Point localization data
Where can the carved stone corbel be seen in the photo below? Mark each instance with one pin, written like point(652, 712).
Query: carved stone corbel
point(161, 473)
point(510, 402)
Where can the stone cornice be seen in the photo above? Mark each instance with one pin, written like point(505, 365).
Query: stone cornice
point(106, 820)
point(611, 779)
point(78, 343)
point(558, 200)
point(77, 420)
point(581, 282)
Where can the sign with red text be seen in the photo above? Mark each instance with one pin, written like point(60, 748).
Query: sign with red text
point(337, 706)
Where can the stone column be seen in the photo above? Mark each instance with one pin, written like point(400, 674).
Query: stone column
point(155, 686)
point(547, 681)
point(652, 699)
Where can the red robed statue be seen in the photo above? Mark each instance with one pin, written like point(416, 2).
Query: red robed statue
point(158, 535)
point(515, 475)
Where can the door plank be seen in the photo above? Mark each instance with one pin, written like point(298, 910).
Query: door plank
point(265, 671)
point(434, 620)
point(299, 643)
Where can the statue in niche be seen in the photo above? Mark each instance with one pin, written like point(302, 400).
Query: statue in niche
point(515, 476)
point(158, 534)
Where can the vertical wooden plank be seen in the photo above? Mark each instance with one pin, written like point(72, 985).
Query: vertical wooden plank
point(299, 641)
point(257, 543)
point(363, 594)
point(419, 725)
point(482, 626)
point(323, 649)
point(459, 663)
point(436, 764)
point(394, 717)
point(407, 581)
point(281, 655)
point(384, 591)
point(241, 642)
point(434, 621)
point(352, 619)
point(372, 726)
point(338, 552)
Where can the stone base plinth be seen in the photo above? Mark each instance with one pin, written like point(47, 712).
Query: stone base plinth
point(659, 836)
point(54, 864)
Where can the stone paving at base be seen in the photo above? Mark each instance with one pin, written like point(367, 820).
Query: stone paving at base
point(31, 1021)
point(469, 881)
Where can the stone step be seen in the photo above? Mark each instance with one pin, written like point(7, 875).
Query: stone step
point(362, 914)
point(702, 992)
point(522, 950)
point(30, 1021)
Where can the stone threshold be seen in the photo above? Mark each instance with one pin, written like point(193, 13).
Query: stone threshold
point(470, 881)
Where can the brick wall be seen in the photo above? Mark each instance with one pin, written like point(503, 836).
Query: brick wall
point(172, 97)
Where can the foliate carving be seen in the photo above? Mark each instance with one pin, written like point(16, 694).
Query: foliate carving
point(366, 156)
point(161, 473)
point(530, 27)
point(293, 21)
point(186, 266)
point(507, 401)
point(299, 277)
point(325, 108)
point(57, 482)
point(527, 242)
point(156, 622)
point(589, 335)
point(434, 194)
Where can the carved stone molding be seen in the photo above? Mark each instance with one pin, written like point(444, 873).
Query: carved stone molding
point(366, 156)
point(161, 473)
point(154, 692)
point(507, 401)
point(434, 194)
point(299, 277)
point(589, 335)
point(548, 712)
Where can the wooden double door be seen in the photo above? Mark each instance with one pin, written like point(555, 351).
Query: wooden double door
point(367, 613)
--
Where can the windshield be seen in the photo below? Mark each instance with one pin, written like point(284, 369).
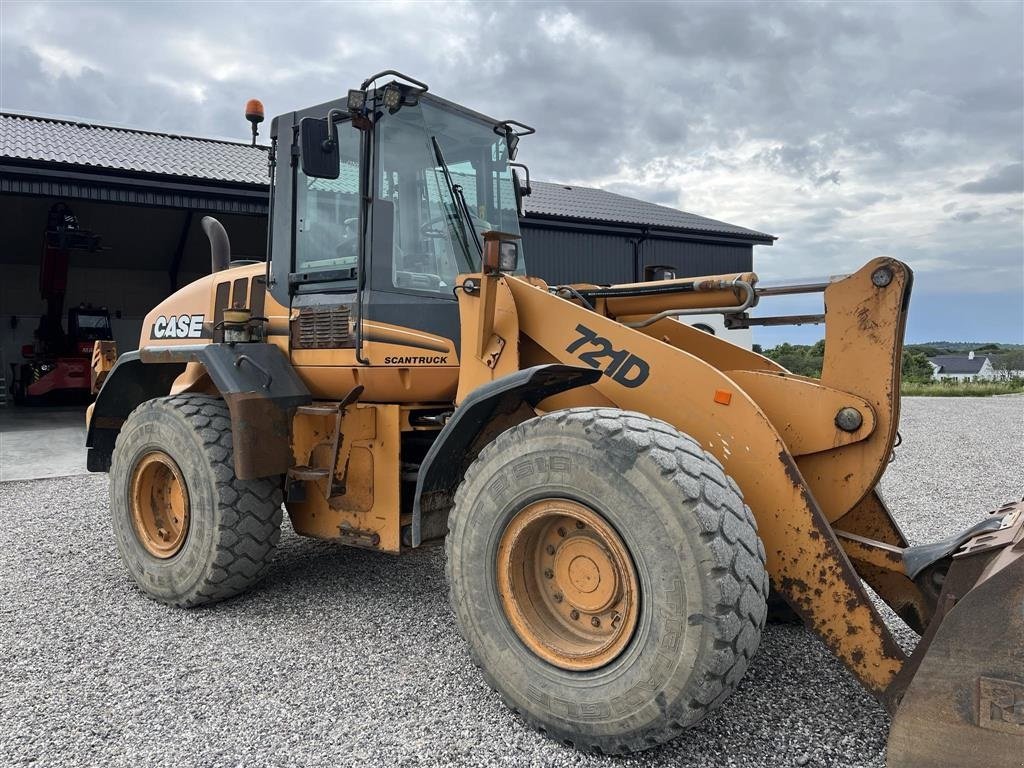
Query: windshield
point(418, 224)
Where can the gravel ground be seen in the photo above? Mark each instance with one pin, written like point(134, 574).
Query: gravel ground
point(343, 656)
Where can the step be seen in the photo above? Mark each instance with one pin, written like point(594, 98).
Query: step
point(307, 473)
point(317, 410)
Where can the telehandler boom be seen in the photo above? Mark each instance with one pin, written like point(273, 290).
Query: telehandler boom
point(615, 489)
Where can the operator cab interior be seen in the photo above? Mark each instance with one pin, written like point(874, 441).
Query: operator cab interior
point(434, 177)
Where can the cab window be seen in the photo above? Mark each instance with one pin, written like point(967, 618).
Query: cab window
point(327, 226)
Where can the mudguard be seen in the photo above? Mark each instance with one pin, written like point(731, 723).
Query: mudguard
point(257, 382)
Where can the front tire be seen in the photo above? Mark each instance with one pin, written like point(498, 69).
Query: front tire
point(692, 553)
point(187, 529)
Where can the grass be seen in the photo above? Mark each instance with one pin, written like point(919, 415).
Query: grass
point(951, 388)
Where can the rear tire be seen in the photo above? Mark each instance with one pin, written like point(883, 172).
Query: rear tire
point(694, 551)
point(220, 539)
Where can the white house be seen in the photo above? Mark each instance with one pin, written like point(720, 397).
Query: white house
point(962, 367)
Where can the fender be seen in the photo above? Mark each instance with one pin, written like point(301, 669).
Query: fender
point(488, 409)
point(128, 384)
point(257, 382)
---
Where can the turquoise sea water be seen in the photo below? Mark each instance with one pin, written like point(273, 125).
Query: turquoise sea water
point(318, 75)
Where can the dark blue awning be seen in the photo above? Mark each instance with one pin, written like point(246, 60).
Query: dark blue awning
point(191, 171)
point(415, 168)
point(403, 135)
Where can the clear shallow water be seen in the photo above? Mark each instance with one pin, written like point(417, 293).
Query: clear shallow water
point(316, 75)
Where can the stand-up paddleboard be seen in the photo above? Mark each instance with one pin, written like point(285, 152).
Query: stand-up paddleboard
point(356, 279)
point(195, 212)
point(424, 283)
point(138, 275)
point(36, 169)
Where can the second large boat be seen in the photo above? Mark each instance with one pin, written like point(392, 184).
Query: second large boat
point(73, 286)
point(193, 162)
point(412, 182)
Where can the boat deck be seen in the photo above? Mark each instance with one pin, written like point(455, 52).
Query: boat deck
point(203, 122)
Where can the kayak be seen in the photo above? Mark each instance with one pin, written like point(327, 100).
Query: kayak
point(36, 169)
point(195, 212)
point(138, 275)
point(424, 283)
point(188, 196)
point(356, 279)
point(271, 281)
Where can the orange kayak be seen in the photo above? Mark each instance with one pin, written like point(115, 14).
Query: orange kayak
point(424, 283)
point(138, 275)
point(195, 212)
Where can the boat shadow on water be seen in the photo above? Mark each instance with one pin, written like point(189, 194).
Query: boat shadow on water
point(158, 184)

#### Required work:
Where in the entries does the word "below" occur? Copy out each line that has it.

#### Solution for this task:
Where can the carved stone corbel be seen in the photo below? Mark each instance with one pin, written like point(652, 712).
Where can the windshield be seen in the photo below? Mark each instance with one pin, written like point(284, 369).
Where can the turquoise sea water be seen in the photo below? Mark each instance with one pin, written like point(273, 125).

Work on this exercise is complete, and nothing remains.